_Stated goal_.
Copy each of the following rows word for word, without adding, dropping, or changing anything.

-- Begin --

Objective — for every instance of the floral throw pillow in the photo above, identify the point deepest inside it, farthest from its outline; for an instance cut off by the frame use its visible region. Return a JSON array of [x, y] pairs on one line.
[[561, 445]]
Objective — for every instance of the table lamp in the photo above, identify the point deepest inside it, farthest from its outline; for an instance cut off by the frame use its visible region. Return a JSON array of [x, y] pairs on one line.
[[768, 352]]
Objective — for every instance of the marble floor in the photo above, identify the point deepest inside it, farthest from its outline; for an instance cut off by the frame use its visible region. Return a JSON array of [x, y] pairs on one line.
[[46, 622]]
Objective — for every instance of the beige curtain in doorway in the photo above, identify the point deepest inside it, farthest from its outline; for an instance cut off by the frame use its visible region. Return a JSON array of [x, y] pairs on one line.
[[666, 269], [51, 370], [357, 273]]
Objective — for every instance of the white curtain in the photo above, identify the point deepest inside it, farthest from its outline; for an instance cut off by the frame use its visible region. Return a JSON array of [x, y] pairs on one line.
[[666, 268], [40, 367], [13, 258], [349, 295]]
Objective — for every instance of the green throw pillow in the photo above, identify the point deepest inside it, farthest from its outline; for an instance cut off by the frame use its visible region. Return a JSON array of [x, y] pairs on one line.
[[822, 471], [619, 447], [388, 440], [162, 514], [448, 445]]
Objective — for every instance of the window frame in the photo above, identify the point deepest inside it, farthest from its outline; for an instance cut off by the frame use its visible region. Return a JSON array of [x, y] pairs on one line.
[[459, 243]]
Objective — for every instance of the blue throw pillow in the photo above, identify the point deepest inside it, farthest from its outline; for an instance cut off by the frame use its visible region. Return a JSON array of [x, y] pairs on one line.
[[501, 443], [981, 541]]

-- End --

_Exercise response_.
Objective — for every instance of the floral throw pillow in the photo above, identify the point deepest inside it, farthest from its outline; for an instance cut off by the frame use its visible region. Return a JSON array of [x, y] pairs on one line.
[[561, 445]]
Objective — for every instance of the table lamp in the photo above, identify the point deepest inside it, farthest from its outline; for an instance cut off by the frame use its visible region. Return a JSON array of [x, y] pairs on one line.
[[768, 352]]
Objective — for every instance of the marble floor in the photo above, identify the point deepest inside it, farthest from its outline; for an instance cut off by the frame use its visible region. Return a JSON array of [x, y] pairs on one line.
[[46, 622]]
Objective — for every instance of the beige curtain in doorway in the photo above, identify the point deepest inside it, farthest from its outline; for an instance cut off by the frame use its visible region. Return a JSON array of [x, y] pairs on one line.
[[666, 269], [51, 370], [357, 273]]
Objective — for every instance of the white curtain in the photo above, identify the point deepest inside it, farthest from its outline; for an instance cut off by the frame use its visible region. Return a JSON array of [x, y] pairs on one line.
[[666, 268], [40, 367], [13, 258], [349, 295]]
Objective — for every instance of the green throw pillow in the photo above, identify the point deepest inside it, farthest from its outline; for an instance cut off by the frame use its visible region. Return a JSON array of [x, y] pairs on one line.
[[822, 471], [619, 447], [388, 440], [162, 514], [448, 445]]
Objective — for every instance of the window frame in the photo above, identify the point deepest inside it, farthest from its outline; for an instance cut off by the frame use its visible region. Return a JSON array of [x, y] pairs on one line.
[[459, 243]]
Objective — for every instance of the blue throw pillow in the photo above, identify the point deepest inside it, farthest from its outline; for an instance cut off by the frame use its visible region. Return a JSON array of [x, y] pairs on one line.
[[501, 443], [981, 541]]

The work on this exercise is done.